Collected data entries
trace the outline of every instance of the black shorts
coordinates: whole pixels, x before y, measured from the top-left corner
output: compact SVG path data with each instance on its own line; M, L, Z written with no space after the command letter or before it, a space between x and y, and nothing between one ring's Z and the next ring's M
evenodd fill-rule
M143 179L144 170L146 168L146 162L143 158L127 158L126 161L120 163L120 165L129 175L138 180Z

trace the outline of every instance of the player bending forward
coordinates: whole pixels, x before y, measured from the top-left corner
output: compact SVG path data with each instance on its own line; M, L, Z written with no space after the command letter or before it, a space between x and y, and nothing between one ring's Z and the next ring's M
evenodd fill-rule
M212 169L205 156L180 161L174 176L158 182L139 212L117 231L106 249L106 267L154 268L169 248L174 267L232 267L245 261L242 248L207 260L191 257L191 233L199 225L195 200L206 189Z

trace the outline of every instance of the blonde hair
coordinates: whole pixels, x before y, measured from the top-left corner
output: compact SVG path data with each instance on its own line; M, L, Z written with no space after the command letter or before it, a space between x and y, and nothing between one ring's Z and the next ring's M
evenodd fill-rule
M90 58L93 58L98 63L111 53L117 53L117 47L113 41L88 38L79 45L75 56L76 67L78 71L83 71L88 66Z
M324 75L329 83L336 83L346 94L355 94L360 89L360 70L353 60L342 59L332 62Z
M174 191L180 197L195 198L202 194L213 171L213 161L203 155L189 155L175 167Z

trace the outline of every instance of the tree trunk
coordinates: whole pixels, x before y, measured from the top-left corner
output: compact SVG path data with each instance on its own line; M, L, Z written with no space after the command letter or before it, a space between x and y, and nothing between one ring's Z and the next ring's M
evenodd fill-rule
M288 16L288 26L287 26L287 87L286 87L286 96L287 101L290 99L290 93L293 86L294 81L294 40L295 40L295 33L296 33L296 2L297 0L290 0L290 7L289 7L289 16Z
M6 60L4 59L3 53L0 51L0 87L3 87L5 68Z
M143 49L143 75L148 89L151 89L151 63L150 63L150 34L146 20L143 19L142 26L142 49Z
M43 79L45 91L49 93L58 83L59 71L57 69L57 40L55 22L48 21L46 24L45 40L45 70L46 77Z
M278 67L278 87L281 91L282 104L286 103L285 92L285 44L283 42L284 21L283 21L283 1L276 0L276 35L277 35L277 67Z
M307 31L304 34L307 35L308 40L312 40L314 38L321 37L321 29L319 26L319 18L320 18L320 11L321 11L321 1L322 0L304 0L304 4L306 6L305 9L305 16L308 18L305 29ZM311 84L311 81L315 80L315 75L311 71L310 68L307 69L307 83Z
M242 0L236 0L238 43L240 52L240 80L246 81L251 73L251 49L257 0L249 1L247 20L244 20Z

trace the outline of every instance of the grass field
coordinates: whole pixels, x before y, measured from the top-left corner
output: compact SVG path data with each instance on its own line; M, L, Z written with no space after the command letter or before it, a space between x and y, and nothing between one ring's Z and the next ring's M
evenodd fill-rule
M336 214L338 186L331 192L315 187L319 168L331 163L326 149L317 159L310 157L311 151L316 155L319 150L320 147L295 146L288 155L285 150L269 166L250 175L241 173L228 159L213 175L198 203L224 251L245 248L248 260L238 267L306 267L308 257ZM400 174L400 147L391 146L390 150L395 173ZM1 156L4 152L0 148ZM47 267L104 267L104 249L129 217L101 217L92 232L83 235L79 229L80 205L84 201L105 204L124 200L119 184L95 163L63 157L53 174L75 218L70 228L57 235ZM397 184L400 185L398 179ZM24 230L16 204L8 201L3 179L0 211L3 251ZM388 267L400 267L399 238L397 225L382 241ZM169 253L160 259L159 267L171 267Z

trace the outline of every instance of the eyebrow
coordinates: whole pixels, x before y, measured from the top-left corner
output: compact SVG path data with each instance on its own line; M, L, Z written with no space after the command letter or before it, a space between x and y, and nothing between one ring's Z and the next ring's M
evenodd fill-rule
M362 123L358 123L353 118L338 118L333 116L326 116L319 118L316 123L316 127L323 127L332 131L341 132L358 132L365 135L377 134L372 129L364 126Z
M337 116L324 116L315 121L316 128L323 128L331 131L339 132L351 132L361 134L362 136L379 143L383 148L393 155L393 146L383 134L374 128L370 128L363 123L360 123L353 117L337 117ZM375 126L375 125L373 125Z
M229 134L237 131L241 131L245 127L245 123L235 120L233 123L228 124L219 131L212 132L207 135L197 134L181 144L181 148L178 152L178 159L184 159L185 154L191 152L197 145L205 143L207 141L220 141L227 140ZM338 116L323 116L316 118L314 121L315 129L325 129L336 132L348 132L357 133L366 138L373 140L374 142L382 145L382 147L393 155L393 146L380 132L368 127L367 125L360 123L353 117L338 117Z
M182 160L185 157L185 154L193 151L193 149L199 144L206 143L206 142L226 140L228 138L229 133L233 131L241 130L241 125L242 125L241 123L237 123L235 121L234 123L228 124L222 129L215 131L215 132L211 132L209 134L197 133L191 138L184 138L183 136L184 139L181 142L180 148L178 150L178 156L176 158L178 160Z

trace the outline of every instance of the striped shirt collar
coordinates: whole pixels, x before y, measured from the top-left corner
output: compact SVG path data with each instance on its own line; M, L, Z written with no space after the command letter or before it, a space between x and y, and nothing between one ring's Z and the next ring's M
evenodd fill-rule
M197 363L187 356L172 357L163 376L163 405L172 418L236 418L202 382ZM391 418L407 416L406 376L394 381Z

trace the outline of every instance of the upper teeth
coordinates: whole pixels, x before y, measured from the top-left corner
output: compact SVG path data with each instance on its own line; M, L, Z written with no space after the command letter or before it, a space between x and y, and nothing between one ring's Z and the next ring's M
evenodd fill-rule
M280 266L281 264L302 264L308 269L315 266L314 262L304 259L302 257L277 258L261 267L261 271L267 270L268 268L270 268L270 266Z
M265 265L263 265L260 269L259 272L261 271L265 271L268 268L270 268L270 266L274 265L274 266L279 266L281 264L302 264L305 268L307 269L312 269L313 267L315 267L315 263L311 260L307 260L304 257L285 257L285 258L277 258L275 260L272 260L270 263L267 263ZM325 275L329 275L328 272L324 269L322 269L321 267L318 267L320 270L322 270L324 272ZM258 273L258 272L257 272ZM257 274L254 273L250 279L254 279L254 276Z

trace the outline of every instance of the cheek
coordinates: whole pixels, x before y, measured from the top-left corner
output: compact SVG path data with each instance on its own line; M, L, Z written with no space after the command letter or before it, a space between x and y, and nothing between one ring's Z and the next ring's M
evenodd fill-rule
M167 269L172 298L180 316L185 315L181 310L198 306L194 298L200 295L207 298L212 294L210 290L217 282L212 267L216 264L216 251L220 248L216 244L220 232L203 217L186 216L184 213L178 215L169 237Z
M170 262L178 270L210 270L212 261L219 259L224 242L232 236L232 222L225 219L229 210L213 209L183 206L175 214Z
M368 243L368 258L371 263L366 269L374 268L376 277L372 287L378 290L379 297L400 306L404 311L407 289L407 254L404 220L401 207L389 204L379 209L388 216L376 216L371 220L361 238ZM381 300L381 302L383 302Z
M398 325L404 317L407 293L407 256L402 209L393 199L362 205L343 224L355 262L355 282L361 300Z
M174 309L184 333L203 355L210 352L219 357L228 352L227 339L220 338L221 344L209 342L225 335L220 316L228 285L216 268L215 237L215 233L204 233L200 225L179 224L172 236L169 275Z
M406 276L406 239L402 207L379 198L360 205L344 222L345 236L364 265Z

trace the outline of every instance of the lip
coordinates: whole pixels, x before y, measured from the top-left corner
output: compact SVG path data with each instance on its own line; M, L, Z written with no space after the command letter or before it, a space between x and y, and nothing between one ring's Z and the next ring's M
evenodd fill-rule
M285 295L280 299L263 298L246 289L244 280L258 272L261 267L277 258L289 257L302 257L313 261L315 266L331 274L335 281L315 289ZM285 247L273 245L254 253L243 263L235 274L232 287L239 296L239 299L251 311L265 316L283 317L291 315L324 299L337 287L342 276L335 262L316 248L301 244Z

## [TASK DETAILS]
Among the lines above, which hold the word "trace"? Report each one.

## [RESPONSE AREA]
trace the outline of every instance of the black shorts
trace the outline of every instance of the player bending forward
trace the outline of every instance of the blonde hair
trace the outline of every instance of the tree trunk
trace the outline of every instance of the grass field
trace the outline of every instance of the eyebrow
trace the outline of every instance of the striped shirt collar
trace the outline of every instance of the upper teeth
trace the outline of every instance of the cheek
trace the outline of every instance of the lip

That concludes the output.